• **Exercise requirements**
Beginning with the line that contains "Put a point on the short", extract each line through the end of the listing below, with no additions or omissions.

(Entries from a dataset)
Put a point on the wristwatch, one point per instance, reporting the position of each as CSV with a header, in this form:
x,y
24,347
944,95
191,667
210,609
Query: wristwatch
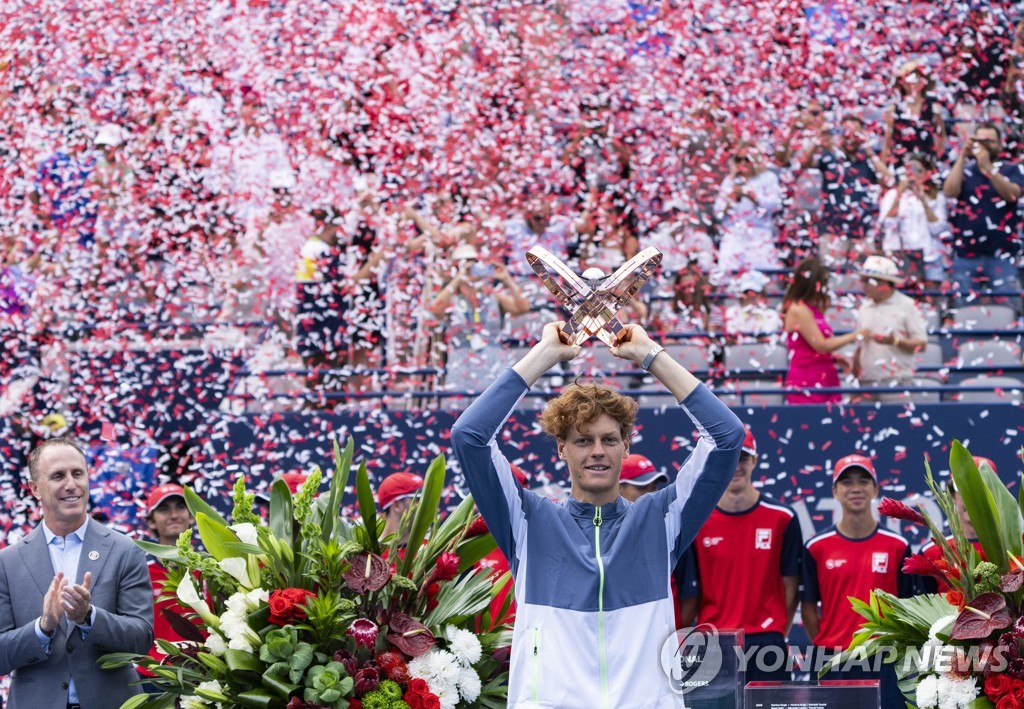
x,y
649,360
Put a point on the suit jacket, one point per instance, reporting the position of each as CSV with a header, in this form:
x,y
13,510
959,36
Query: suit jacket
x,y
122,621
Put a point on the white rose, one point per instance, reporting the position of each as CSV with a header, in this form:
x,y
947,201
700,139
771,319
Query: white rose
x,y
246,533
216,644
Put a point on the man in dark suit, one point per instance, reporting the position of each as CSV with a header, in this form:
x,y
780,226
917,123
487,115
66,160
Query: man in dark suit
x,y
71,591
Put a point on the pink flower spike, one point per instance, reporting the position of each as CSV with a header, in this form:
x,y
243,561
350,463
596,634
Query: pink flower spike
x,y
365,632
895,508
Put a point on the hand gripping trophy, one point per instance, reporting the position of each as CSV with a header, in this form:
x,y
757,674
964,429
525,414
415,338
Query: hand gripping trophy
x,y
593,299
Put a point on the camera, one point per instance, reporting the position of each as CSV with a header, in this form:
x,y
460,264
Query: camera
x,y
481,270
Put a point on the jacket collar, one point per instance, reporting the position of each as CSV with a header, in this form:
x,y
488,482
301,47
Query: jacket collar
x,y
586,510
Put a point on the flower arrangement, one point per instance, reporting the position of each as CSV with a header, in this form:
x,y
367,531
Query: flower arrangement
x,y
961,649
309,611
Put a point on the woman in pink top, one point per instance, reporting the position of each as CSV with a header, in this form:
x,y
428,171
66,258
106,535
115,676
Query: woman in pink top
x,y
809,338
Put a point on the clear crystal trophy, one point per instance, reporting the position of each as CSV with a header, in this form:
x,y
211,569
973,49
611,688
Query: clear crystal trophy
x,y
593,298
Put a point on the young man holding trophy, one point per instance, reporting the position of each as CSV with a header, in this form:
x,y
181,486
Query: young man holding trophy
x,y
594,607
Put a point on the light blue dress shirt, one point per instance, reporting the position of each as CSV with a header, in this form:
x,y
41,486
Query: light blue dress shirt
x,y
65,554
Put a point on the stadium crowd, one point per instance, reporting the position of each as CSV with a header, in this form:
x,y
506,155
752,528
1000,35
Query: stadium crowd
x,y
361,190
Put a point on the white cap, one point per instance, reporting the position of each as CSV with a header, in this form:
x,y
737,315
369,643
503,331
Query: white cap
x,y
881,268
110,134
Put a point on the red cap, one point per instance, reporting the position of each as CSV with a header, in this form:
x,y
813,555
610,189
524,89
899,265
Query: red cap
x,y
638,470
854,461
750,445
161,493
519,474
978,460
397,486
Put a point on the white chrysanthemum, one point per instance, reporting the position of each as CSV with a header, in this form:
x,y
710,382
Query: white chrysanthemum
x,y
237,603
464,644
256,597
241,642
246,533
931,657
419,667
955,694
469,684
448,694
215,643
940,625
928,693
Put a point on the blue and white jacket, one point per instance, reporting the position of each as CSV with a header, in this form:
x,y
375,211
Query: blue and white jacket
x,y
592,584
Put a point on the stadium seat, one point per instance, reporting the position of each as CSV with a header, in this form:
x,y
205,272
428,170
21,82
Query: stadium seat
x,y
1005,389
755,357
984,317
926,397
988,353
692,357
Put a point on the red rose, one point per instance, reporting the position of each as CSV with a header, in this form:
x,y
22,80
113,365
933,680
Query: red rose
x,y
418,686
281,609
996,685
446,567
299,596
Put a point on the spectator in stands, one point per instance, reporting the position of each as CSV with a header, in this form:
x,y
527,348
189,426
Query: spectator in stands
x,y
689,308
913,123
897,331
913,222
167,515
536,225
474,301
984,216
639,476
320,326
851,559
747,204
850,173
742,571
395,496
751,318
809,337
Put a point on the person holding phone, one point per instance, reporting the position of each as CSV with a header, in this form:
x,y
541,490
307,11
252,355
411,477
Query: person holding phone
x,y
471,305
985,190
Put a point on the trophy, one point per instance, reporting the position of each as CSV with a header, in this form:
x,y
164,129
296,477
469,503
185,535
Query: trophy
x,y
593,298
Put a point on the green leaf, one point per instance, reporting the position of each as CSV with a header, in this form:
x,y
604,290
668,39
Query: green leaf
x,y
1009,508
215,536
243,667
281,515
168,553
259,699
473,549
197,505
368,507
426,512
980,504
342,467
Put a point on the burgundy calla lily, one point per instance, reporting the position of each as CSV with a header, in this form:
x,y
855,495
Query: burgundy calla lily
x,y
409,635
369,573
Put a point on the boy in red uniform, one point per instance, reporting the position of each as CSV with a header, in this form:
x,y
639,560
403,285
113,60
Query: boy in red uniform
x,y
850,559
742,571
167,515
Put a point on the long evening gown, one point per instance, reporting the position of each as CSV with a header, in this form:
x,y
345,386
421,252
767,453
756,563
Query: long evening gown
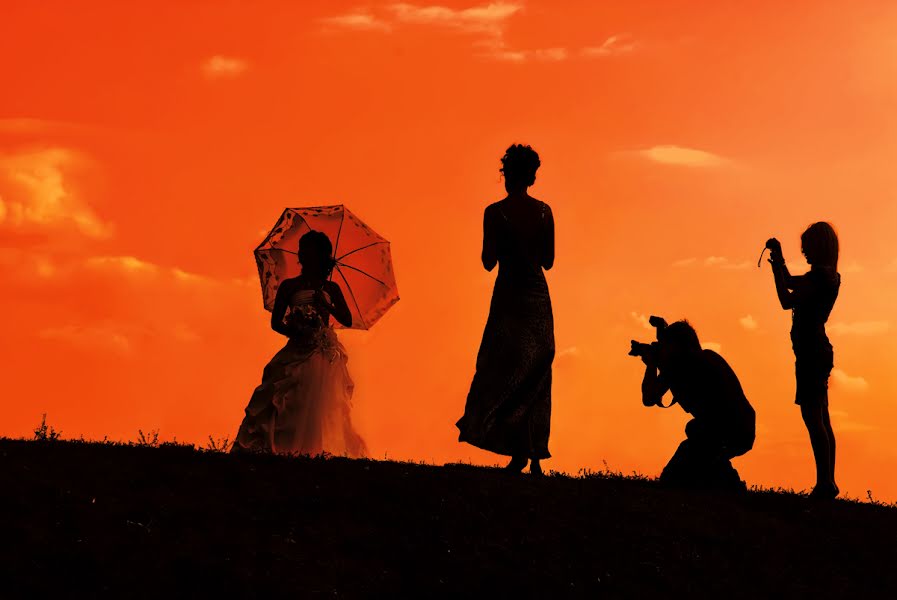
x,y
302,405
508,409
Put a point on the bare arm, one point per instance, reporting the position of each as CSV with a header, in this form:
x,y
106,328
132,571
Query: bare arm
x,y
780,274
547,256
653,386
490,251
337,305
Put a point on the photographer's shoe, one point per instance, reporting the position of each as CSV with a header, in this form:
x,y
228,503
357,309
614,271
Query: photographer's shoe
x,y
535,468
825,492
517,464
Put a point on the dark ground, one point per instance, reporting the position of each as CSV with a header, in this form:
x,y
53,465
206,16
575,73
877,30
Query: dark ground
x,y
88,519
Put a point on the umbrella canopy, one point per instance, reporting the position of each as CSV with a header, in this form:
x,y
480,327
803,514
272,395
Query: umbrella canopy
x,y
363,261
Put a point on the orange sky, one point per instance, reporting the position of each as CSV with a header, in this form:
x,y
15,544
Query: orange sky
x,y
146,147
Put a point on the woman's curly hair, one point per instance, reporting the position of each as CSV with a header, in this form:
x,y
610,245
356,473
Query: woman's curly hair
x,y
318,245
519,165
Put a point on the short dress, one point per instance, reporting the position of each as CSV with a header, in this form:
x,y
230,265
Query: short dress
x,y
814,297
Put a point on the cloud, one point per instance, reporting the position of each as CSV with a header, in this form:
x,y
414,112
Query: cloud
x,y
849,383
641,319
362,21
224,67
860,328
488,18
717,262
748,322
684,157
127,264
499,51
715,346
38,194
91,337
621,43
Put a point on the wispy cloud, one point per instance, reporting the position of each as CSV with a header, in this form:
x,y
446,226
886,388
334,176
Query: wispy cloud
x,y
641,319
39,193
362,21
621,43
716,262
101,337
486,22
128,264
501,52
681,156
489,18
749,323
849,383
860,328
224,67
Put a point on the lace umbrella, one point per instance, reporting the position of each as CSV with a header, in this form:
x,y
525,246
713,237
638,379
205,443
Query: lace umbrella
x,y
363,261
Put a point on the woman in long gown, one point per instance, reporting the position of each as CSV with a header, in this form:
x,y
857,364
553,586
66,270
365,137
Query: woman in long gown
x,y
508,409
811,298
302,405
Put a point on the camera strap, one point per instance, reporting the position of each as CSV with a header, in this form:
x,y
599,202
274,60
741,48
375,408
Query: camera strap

• **Solution to this task**
Put a point on the short dress, one point per instance, reporting the position of each as CSV with a header, in this form:
x,y
230,265
Query: short dress
x,y
814,297
Put a point on the cloud, one point per instance, reporting the position of each as CSV with a header, in this form:
x,y
414,112
Query: cloud
x,y
849,383
641,319
362,21
224,67
860,328
488,18
717,262
748,322
684,157
127,264
499,51
715,346
38,194
91,337
621,43
Put a point on the wispy cloud, one point per instance, reporting the position of each as CSV with a header, in this form:
x,y
446,226
886,388
334,176
Query: wispy cloud
x,y
641,319
39,193
362,21
621,43
716,262
101,337
486,22
128,264
501,52
681,156
489,18
749,323
849,383
860,328
224,67
Put a point on the lace umbrella, one point per instance, reporting the position of each as CSV with a header, in this form:
x,y
525,246
713,237
638,379
205,443
Query: lace umbrella
x,y
363,261
Put a point on the woman in long gown, one point per instance, reporting the position of each as CSV with a header, in this form:
x,y
857,364
553,586
66,270
365,137
Query: woman in long gown
x,y
508,409
811,298
302,405
Put a point on the camera strap, one point per instance, reporting the position of each as CSV with a header, in this form:
x,y
599,202
274,60
741,48
375,408
Query: camera strap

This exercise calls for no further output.